PROBLEM REQUIREMENTS -> Substitute "a single marker" for every occurrence of "exactly one marker" in the data below, and reproduce all other text unchanged.

DATA SUPPLIED ->
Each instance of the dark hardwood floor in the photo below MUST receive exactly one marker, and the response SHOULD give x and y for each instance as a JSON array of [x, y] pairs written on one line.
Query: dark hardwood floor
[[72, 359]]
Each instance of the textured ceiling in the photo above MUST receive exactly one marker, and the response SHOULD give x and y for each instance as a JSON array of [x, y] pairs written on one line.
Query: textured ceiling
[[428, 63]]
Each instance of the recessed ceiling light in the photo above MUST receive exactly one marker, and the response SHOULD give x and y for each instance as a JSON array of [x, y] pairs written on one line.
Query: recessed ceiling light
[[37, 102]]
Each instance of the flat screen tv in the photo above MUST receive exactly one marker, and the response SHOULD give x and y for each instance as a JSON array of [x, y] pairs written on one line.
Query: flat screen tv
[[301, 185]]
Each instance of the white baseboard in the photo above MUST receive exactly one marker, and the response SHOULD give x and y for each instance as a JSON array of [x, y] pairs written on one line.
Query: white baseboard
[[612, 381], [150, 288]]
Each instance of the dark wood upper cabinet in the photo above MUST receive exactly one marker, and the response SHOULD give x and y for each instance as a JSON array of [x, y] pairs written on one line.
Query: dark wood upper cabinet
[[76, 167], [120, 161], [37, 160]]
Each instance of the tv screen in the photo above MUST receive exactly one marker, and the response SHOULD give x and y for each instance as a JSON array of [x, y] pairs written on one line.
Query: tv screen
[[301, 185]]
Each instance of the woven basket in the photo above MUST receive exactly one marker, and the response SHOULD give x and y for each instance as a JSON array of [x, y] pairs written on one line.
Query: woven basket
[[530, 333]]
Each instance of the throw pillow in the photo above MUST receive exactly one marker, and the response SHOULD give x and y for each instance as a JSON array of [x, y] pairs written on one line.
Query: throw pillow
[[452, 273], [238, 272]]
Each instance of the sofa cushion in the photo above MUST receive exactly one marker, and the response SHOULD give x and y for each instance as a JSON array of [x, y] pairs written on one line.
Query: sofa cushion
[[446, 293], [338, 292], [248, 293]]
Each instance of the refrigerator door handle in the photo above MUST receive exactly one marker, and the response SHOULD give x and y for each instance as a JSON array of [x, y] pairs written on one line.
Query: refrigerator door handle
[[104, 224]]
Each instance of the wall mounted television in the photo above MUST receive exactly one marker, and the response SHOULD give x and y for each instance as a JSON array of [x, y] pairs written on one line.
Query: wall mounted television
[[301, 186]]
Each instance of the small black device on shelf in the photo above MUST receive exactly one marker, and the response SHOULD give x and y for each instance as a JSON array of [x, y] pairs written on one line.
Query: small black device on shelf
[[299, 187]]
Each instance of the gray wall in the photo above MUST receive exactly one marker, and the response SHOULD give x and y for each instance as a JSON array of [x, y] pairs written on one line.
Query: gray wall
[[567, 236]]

COMPLETE ANSWER ->
Each instance of the dark hardwood floor in the photo below MUST receive a single marker, and the response SHOULD give x and y for each instance as a JSON array of [x, y] pairs written on one line.
Query: dark hardwood floor
[[72, 359]]
Each instance of the textured ceiling in the photo above MUST receive a single marker, and the response SHOULD give x and y for each instance as a JSON array of [x, y] pairs written on one line.
Query: textured ceiling
[[428, 63]]
Each instance of the recessed ceiling light in the photo above MUST receive a single marker, and the response SHOULD give x and y for each instance as a JSON array of [x, y] pairs written on one line.
Query: recessed ceiling light
[[37, 102]]
Each instance of the flat screen tv in the photo above MUST receive a single marker, and the response SHOULD give x and y for each instance as a JSON array of [x, y] pairs written on one line.
Query: flat screen tv
[[301, 185]]
Each instance of the white baseboard in the photo above MUST receive a single marker, and the response SHOULD give x and y for each instance as a JSON array of [x, y] pairs written on one line.
Query: white baseboard
[[612, 381], [150, 288]]
Each instance of the dark wood upper cabinet in the photo above MUST receive a single marker, and the response SHOULD give x and y for each instance as a JSON array of [x, y] pairs written on one line.
Query: dark wood upper cabinet
[[76, 167], [120, 161], [37, 160]]
Each instance of the tv screen in the photo above MUST receive a single marker, and the response SHOULD give x and y for each instance as a JSON array of [x, y] pairs written on one line.
Query: tv screen
[[301, 185]]
Each instance of the woven basket in the photo above MUST receive a single marker, and the response SHOULD give x and y for each instance as a JSON array of [x, y] pairs written on one line.
Query: woven basket
[[530, 333]]
Each instance of the throw pillow in the photo above MUST receive a single marker, and the response SHOULD give x and y for each instance as a JSON array of [x, y] pairs written on one line.
Query: throw pillow
[[452, 273], [238, 272]]
Each instance of the sofa cushion in the photo above MUST receive a single marker, and the response SHOULD give x and y for each instance as a JSON array of [x, y] pairs written on one line.
Query: sofa cushion
[[446, 293], [338, 292], [248, 293]]
Each instance of the refrigerator door handle in the photo above MUST receive a single marker, and the response SHOULD give x and y for each instance as a JSON array of [x, y] pairs written on one line.
Query: refrigerator door handle
[[104, 224]]
Each instance of the wall mounted television in the photo above MUST receive a single marker, and the response SHOULD give x and y for each instance as a JSON array of [x, y] pairs written on one line.
Query: wall mounted television
[[301, 186]]
Each instance of the small black device on shelf in the photo above MUST receive a single marker, and the response SHOULD give x and y for each instance as a JSON array of [x, y] pairs written on one line.
Query: small black device on shelf
[[299, 187]]
Each instance of the gray wall in the photo above MUST receive a single marker, and the response SHOULD give x and y for each instance as a JSON array of [x, y] pairs written on one line.
Query: gray wall
[[567, 236]]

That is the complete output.